Excerto dado:
= = = =
Agora viremo-nos para um outro jovem, Voridis, que é hoje um dos
ministros do governo (detendo a pasta das Obras Públicas). Voridis foi
um activista neo-nazi com um atribulado passado de violência (era
conhecido por participar em ataques contra estudantes e activistas de esquerda)
mas também um burguês por educação (formou-se no
Colégio Americano de Atenas, a maior incubadora da elite grega). Embora
agora negue ser nazi e se intitule nacionalista, nunca renunciou à
essência do seu passado anti-semita e anti-imigrante. Fala bem e sabe
como falar aos anseios da população, enquanto esconde o lado mais
escuro da sua ideologia pútrida.
A 'cultura' do LAOS
Lembro-me que, ainda não há muitos anos, ao retornar de uma
viagem à Austrália, tentava compensar a fadiga da viagem a altas
horas da madrugada, vendo o Telecity, o espantoso canal de TV de Karatzaferis.
Era hilariante. Ainda hoje não consigo esquecer um programa em que um
direitista insano qualquer apresentou um argumento magnífico que,
confesso, nunca me tinha ocorrido.
Começou por declarar que, embora devoto do cristianismo ortodoxo, agora
acreditava em Darwin. Isto captou a minha atenção e por isso
continuei a ver. Continuou por ali afora sobre como o registo de fósseis
torna claro que as antigas objecções cristãs ao darwinismo
não podiam ser sustentadas. Embora parecesse e se comportasse como um
lunático, soava eminentemente razoável. Até que, a certa
altura, perguntou: "Mas haverá indícios de que nós,
os gregos, o povo escolhido que lançou uma luz brilhante sobre a
civilização, descendemos dos macacos? Será
possível, pergunto eu? Claro que não é!" Nessa
altura, todo eu era olhos e ouvidos. "O que é que ele teria
escondido na manga?" pensei.
= = = =
Dados:
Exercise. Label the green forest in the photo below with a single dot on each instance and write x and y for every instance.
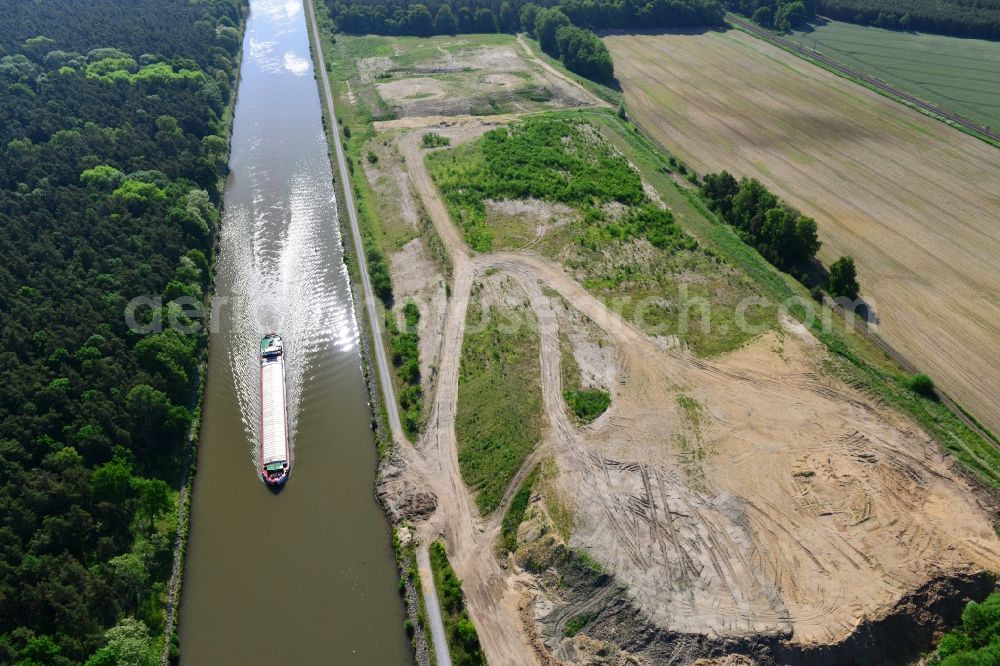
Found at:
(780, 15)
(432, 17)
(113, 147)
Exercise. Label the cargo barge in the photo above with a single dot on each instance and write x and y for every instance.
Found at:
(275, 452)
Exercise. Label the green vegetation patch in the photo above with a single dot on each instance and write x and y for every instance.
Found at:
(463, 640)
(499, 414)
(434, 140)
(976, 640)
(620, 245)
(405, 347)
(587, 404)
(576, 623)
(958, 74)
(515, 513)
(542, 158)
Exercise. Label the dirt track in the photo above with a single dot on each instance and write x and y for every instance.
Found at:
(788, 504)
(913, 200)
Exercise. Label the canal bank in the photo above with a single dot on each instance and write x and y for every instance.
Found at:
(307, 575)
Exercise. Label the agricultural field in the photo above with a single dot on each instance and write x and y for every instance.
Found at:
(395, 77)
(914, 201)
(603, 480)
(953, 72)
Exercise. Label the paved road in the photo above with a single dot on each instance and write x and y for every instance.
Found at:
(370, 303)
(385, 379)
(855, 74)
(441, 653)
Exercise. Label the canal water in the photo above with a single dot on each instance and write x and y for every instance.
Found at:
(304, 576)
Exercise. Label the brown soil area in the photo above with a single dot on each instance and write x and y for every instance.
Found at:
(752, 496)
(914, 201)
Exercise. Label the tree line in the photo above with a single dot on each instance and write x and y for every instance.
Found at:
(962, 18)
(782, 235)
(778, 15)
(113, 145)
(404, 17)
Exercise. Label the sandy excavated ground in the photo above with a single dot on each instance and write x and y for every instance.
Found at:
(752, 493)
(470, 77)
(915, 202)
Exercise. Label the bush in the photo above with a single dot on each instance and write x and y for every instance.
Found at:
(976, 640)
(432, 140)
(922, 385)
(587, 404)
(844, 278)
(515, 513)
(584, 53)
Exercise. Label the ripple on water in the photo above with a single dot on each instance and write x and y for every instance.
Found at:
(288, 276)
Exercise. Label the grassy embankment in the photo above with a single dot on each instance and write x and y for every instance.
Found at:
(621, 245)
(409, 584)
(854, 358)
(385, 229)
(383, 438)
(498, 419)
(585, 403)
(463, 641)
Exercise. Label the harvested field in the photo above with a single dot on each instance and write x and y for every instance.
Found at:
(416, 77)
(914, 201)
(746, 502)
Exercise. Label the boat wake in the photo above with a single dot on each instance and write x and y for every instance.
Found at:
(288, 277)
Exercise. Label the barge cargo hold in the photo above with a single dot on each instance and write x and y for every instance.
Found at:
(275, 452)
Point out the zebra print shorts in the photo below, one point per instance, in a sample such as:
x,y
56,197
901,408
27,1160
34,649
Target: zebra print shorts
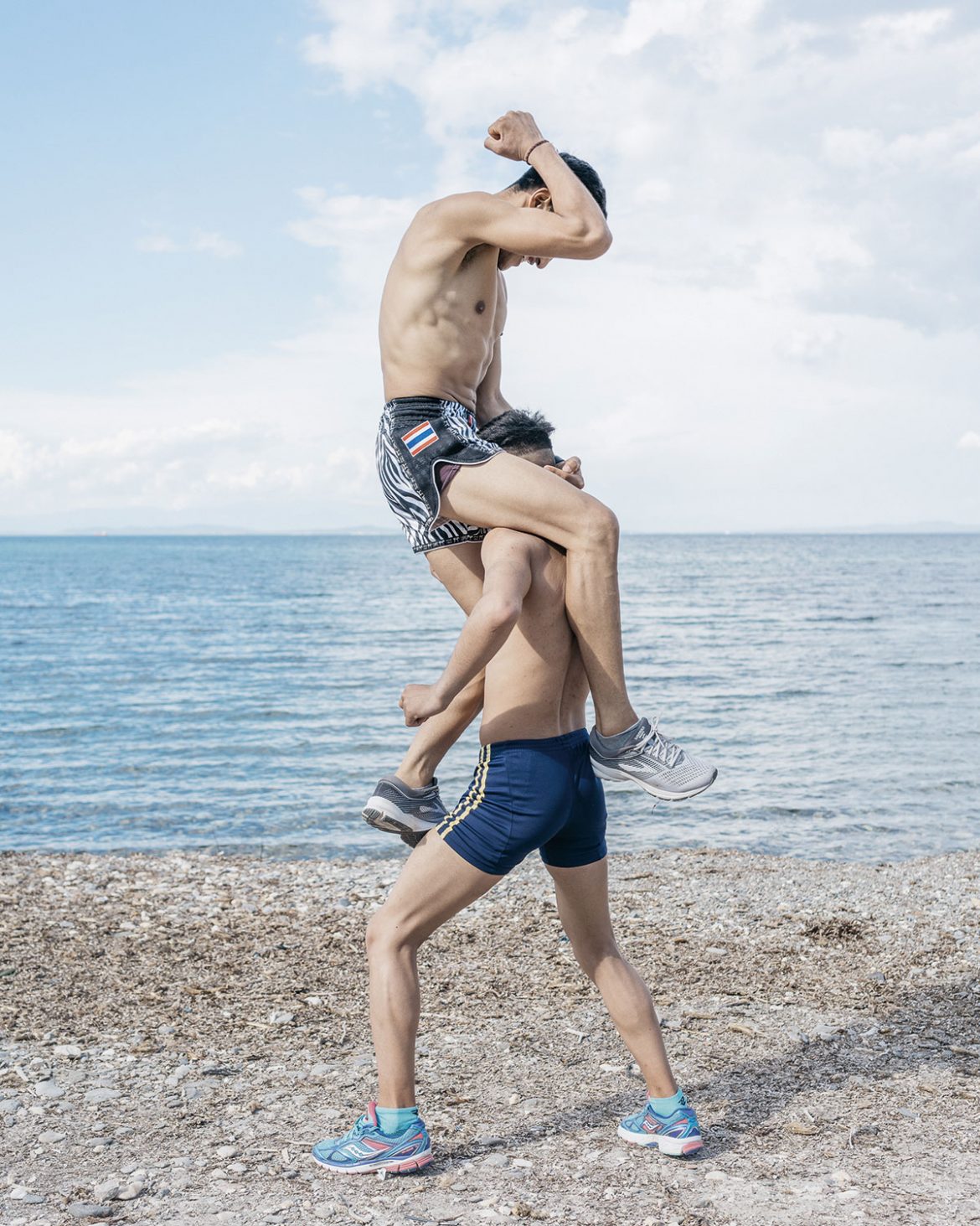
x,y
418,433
= = = =
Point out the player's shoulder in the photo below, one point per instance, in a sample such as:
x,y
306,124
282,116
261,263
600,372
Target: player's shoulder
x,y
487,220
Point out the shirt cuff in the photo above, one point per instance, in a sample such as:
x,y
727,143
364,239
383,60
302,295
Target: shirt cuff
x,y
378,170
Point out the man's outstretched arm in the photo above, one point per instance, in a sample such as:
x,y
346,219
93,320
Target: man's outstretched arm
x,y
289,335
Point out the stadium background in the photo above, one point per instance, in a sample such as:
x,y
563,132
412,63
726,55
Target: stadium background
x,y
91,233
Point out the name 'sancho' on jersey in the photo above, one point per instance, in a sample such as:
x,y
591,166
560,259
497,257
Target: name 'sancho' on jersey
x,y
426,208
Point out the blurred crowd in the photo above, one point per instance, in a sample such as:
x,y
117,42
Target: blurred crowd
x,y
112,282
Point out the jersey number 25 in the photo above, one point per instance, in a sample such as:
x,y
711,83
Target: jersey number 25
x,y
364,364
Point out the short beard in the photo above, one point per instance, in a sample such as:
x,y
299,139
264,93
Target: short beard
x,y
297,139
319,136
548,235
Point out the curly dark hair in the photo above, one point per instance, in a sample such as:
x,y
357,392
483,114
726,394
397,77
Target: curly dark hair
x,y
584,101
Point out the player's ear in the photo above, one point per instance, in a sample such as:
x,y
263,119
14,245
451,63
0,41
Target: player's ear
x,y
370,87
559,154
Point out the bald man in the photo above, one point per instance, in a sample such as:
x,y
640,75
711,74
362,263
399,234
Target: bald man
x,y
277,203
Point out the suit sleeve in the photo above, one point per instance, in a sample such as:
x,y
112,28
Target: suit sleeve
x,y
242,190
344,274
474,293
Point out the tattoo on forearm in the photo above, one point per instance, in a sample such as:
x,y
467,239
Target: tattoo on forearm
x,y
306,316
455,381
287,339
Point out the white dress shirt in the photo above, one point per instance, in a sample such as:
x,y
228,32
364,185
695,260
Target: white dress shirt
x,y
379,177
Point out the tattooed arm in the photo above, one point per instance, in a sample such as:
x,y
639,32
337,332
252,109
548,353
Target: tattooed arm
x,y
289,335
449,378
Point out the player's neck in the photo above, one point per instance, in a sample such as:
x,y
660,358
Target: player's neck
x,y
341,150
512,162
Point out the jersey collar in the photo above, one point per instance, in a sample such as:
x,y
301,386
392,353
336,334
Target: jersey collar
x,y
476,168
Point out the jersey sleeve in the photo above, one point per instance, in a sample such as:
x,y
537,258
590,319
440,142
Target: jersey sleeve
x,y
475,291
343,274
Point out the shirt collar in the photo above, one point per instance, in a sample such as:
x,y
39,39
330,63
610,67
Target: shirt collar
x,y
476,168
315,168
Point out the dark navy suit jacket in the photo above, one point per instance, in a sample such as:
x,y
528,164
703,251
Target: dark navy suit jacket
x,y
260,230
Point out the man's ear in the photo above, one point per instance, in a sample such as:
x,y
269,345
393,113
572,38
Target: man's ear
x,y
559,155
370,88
= = = =
O que se pede:
1. Reproduza, por favor, o trecho do excerto que vai de "mas também um" até "sua ideologia pútrida.".
2. Enumere todas as pessoas que o excerto menciona pelo nome.

Resultados esperados:
1.
mas também um burguês por educação (formou-se no
Colégio Americano de Atenas, a maior incubadora da elite grega). Embora
agora negue ser nazi e se intitule nacionalista, nunca renunciou à
essência do seu passado anti-semita e anti-imigrante. Fala bem e sabe
como falar aos anseios da população, enquanto esconde o lado mais
escuro da sua ideologia pútrida.

2. Voridis, Karatzaferis, Darwin